BRIEF = Set down each entry exactly as given; pictures should not appear in the copy.

(Point-per-instance localization data)
--------------------
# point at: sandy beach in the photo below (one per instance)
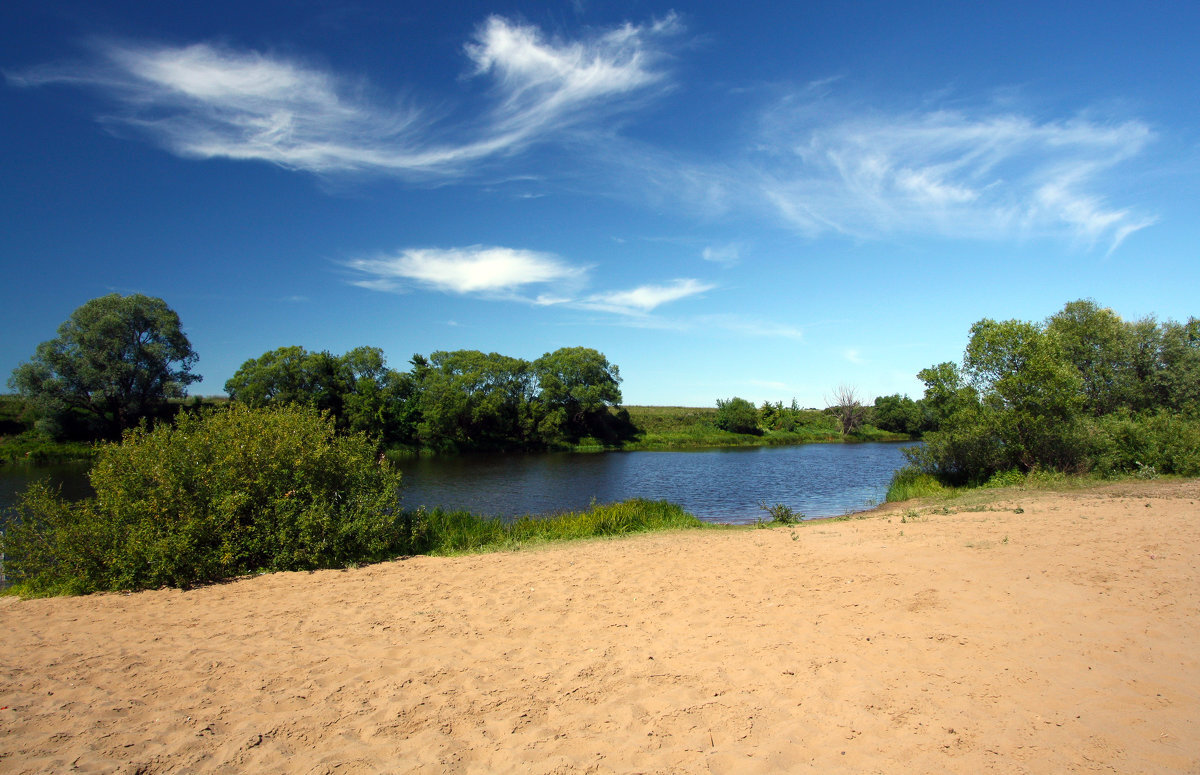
(1039, 632)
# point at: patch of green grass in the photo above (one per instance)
(910, 482)
(694, 427)
(460, 532)
(34, 448)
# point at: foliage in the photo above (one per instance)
(912, 482)
(847, 409)
(737, 415)
(115, 360)
(472, 400)
(577, 388)
(1163, 442)
(780, 514)
(357, 389)
(214, 496)
(899, 414)
(1085, 390)
(456, 532)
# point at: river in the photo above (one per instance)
(727, 485)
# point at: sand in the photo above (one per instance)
(1061, 638)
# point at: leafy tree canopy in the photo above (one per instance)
(115, 360)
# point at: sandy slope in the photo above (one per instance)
(1062, 638)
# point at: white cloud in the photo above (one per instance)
(477, 270)
(207, 101)
(750, 328)
(726, 254)
(946, 173)
(645, 299)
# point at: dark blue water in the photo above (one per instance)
(817, 480)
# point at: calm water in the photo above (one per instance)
(817, 480)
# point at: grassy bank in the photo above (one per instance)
(694, 427)
(460, 532)
(910, 484)
(46, 553)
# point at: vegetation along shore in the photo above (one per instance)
(292, 472)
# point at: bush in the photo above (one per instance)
(1158, 443)
(214, 496)
(454, 532)
(911, 482)
(780, 514)
(737, 415)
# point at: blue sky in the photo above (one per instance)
(750, 199)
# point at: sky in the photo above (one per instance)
(756, 199)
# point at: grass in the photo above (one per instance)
(693, 427)
(460, 532)
(453, 533)
(33, 448)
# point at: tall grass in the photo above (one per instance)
(691, 427)
(459, 532)
(911, 482)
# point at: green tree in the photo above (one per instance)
(1098, 343)
(737, 415)
(899, 414)
(576, 388)
(216, 494)
(471, 400)
(114, 361)
(1021, 374)
(357, 389)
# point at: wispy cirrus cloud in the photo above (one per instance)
(725, 254)
(645, 299)
(977, 174)
(205, 101)
(477, 270)
(510, 274)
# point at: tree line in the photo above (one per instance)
(123, 360)
(460, 400)
(1081, 391)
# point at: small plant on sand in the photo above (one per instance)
(780, 514)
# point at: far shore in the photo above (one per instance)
(1009, 631)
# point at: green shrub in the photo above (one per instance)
(780, 514)
(737, 415)
(214, 496)
(455, 532)
(1012, 478)
(1146, 444)
(912, 482)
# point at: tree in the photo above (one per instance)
(357, 389)
(1097, 342)
(576, 388)
(899, 414)
(115, 360)
(475, 401)
(737, 415)
(847, 409)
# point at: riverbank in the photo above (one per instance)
(1032, 632)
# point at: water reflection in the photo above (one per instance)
(817, 480)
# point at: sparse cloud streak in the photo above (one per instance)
(646, 299)
(946, 173)
(477, 270)
(207, 101)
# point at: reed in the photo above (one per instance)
--------------------
SOLUTION BELOW =
# point at: sandy beach in the photo below (one per instance)
(1039, 632)
# point at: patch of green grass in the photo above (one per instance)
(910, 482)
(694, 427)
(460, 532)
(34, 448)
# point at: foliage in the photo above (one per instance)
(912, 482)
(847, 409)
(737, 415)
(115, 360)
(472, 400)
(577, 388)
(1163, 442)
(780, 514)
(357, 389)
(214, 496)
(899, 414)
(1085, 390)
(456, 532)
# point at: river in the photo above (one per instance)
(727, 485)
# point at: sand in the photo above (one per instance)
(1061, 638)
# point at: leafy tree canopy in the photo above (one per instance)
(115, 360)
# point at: sandy slope in the photo above (one per instance)
(1062, 638)
# point at: white cloud in the photo above (one per instance)
(477, 270)
(207, 101)
(750, 328)
(726, 254)
(946, 173)
(645, 299)
# point at: dark blue water in the photo above (one per instance)
(817, 480)
# point at: calm water in the photo above (one per instance)
(817, 480)
# point at: grassy bank in the photo above (one per instance)
(694, 427)
(460, 532)
(910, 484)
(46, 553)
# point at: vegetation along shore in the photo above (one per instance)
(292, 472)
# point at: bush in the photo above (one per instance)
(1158, 443)
(214, 496)
(454, 532)
(911, 482)
(780, 514)
(737, 415)
# point at: blue sky in the photo above (one per instance)
(750, 199)
# point at: sky in the photo above (one per instance)
(756, 199)
# point at: grass in the photo above (one per instance)
(693, 427)
(460, 532)
(453, 533)
(33, 448)
# point at: tall grass in the photo above (one per instance)
(691, 427)
(459, 532)
(911, 482)
# point at: green tree in the photo above (one per instance)
(1098, 343)
(737, 415)
(899, 414)
(576, 388)
(216, 494)
(471, 400)
(114, 361)
(1021, 374)
(357, 389)
# point at: wispy cirrus cloud in the photo above (one per instance)
(725, 254)
(645, 299)
(977, 174)
(205, 101)
(477, 270)
(510, 274)
# point at: tree line in the photo above (one per instance)
(123, 360)
(460, 400)
(1081, 391)
# point at: small plant on sand in the photo above (one per instance)
(780, 514)
# point at: far shore in the photo above (one per instance)
(1009, 631)
# point at: green shrub in the photo above (one per instance)
(780, 514)
(737, 415)
(214, 496)
(455, 532)
(1012, 478)
(1146, 444)
(912, 482)
# point at: tree in the photo above (one per instance)
(357, 389)
(1097, 342)
(576, 388)
(899, 414)
(115, 360)
(475, 401)
(737, 415)
(847, 409)
# point at: riverbank in the photo above (one per instance)
(1032, 632)
# point at: water reflection in the photo above (one per instance)
(817, 480)
# point at: sparse cloud streak in the photo above (one per instance)
(646, 299)
(946, 173)
(477, 270)
(207, 101)
# point at: reed in the photo above (one per instance)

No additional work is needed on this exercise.